- **Verilen görev 1**
Belge metnine göre "ehl-i hak" kimlerdir?

Zâhir ve bâtın ilimlerinde yâni kalb ilimlerinde büyük âlim olan babam, her zaman ehl-i beyti sevmeği tavsiye ve teşvik ederdi. Bu sevginin, son nefeste îmânla gitmeye çok yardımı vardır derdi. Ehl-i beytin sevgisi, Ehl-i sünnetin sermâyesidir. Âhiret kazançlarını hep bu sermâye getirecektir. (İmâm-ı Rabbânî)

İlâhi! Fâtımâ evlâdı hâtırına,

Son sözüm kelime-i tevhîd ola,

Eğer bu duâmı edersen red ya kabûl,

Sarıldım Ehl-i Beyt-i Nebî eteğine.

(Ahmed Fârûkî)

EHL-İ BİD’AT:

Bid’at   sâhipleri.  Peygamber   efendimizin   ve   eshâbının   bildirdiği   doğru            îtikâddan (inanıştan) ayrılanlar.

EHL-İ DÜNYÂ:

Âhireti unutup, dünyâya sarılanlar. Dünyâya düşkün olanlar.

EHL-İ GAFLET:

Dünyâya dalıp, âhireti unutanlar.

Kastedip halkın özüne

Toprak doldurup gözüne

Ehl-i gafletin yüzüne

Gülen dünyâ değil misin?

(Azîz Mahmûd Hüdâî)

EHL-İ HAK:

Doğru yolda olanlar.

EHL-İ HÂL:

Hâl sâhibi. Mânevî zevklere kavuşmuş kişi.

EHL-İ HEVÂ:

1. Nefsine uyan, nefsinin arzu ve istekleri peşinde koşan.

2. Bid’at (dinde olmayan inanış ve işler) sâhibi.

Ehl-i hevâ, kısa akıllarına, nefslerine uyarlar. Bunlardan, aslandan kaçar gibi kaçmalıdır. Yetmiş iki sapık fırka böyledir. (İmâm-ı Rabbânî, Tahtâvî)

- **Verilen görev 2**
Aşağıdaki kayıtlarda "house" kelimesi kaç satırda geçiyor? Sadece sayıyı yaz.

- **Verilen kayıtlar**

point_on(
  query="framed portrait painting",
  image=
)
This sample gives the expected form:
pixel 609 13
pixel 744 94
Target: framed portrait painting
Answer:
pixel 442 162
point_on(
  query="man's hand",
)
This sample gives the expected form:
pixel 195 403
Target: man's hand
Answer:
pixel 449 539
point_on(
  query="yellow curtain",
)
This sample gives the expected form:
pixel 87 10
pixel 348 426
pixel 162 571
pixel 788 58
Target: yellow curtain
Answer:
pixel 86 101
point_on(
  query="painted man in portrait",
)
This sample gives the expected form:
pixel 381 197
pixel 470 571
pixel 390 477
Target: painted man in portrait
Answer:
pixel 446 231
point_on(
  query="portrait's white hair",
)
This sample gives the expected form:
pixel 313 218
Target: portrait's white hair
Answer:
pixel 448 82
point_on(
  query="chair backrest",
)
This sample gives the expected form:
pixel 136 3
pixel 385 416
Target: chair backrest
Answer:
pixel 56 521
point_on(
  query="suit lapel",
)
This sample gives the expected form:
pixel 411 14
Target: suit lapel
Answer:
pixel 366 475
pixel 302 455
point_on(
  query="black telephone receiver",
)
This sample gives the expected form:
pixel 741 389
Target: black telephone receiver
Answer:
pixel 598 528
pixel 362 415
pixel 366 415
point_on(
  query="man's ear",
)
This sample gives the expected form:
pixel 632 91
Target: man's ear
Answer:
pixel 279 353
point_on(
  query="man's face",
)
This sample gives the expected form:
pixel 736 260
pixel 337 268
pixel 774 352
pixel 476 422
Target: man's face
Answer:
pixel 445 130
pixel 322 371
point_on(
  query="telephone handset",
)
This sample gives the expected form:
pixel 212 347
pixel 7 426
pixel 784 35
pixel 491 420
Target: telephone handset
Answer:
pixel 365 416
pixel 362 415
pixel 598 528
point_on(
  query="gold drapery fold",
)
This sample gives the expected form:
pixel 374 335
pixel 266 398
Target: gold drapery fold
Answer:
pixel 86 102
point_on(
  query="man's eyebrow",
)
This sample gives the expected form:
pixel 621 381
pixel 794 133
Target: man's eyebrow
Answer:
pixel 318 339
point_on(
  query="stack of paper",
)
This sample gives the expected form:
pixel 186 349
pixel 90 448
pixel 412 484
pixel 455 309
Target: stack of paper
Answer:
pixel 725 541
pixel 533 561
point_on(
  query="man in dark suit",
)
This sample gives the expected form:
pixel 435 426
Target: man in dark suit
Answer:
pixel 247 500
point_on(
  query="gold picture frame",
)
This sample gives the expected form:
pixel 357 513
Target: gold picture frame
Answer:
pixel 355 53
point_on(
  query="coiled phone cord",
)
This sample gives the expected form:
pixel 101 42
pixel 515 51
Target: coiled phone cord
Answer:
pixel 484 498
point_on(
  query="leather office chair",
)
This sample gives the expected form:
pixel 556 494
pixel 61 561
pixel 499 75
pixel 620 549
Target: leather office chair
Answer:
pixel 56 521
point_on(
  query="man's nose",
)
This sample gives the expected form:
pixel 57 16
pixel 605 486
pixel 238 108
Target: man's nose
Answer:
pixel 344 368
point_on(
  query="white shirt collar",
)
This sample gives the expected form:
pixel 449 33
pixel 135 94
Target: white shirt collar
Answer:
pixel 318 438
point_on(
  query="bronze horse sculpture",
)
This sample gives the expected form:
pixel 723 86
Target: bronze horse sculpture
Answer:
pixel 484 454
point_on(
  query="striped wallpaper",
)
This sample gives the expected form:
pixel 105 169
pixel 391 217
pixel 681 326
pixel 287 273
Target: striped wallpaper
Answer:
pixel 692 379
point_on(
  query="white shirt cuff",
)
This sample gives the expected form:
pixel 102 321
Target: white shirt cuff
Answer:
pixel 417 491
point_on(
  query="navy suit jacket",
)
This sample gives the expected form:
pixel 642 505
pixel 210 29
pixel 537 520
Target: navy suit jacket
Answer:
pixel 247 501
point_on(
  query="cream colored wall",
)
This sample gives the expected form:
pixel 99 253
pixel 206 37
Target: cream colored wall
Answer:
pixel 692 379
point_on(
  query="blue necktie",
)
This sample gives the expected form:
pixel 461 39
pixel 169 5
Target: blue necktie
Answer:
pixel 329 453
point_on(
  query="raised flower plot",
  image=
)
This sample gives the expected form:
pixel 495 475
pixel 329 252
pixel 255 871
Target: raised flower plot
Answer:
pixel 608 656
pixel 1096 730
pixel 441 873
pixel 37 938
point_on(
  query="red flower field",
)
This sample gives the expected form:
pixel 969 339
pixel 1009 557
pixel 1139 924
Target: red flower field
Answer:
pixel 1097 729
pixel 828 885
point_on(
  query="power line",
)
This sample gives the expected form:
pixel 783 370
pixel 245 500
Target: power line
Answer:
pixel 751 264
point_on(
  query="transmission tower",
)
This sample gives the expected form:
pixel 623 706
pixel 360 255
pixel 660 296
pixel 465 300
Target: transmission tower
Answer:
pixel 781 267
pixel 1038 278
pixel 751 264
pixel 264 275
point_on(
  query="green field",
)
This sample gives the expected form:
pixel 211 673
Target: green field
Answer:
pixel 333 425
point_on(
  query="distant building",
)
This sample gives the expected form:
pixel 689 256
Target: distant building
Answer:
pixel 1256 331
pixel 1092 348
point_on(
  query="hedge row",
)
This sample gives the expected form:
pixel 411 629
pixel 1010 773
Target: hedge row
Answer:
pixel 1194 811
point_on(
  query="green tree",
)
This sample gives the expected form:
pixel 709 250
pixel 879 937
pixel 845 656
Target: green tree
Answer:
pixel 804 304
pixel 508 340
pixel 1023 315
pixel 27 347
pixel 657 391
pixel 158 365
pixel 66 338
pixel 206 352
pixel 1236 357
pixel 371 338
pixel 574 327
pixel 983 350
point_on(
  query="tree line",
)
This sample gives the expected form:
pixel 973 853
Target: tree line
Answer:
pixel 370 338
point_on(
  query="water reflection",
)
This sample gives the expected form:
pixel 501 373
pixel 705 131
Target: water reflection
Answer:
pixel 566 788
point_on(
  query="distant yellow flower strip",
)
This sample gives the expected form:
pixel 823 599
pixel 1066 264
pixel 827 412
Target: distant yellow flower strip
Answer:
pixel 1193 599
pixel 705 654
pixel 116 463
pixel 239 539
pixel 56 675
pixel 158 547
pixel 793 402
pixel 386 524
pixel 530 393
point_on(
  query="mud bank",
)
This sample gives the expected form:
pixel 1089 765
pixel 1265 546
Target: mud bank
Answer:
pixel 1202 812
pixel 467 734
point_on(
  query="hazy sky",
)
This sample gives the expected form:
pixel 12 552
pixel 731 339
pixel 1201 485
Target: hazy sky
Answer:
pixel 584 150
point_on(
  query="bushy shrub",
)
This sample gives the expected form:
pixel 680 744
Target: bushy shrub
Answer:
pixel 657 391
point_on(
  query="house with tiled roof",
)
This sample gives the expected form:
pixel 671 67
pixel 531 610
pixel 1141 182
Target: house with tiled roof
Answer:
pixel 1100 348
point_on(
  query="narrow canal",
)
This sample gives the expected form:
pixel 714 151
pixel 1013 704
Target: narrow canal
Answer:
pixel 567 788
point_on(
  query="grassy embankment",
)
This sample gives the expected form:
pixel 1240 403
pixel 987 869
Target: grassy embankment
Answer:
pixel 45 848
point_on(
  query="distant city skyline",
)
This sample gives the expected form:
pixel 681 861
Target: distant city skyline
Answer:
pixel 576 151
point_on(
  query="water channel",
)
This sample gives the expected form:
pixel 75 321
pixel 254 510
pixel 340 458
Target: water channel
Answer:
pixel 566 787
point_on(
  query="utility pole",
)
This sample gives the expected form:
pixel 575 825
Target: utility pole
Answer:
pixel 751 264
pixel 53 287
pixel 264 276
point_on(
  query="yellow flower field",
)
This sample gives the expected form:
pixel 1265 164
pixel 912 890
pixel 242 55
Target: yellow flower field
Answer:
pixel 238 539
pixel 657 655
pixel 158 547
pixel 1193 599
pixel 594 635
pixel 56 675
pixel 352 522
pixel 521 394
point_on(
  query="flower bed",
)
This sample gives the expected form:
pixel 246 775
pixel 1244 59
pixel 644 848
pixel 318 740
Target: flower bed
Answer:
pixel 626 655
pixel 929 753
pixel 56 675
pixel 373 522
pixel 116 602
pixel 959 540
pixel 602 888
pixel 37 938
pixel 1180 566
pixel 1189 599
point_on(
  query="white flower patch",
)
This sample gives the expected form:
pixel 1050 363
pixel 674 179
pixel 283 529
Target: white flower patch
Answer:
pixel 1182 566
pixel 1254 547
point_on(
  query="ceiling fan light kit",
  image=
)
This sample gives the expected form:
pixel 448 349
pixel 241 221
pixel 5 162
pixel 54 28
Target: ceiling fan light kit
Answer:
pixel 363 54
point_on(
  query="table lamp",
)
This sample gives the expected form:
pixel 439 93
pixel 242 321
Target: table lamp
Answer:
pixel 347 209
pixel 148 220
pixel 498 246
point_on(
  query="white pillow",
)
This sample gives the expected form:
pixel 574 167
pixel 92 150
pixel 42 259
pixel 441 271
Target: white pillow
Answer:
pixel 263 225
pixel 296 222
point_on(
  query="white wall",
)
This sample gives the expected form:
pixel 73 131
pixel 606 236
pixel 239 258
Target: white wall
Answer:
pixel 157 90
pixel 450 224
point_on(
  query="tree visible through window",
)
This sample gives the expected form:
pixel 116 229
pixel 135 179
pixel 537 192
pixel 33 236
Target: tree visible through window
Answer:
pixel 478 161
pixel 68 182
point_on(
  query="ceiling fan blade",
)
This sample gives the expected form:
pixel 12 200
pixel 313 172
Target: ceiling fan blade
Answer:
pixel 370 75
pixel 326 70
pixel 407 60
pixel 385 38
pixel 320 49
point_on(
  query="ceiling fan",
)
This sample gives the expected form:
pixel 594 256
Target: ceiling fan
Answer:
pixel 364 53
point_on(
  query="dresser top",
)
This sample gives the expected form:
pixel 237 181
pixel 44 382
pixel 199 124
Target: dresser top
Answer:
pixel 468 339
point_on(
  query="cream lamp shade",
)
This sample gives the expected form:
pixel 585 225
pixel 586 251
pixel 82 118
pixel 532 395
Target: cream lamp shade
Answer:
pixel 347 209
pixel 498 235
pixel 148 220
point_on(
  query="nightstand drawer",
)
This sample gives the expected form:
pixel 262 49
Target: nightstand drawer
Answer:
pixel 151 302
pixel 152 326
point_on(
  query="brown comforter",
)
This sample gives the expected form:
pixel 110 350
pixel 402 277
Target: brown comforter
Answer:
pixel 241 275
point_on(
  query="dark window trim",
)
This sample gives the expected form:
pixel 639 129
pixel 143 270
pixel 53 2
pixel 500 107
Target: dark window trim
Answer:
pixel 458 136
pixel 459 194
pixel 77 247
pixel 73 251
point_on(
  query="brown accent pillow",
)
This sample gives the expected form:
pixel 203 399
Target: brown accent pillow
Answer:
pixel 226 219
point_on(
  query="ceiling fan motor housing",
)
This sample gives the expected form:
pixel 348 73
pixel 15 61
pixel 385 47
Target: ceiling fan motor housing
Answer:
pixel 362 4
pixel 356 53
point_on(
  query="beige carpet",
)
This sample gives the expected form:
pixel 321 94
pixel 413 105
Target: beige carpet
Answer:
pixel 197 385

- **Doğru sonuç 1**
Doğru yolda olanlar.

- **Doğru sonuç 2**
2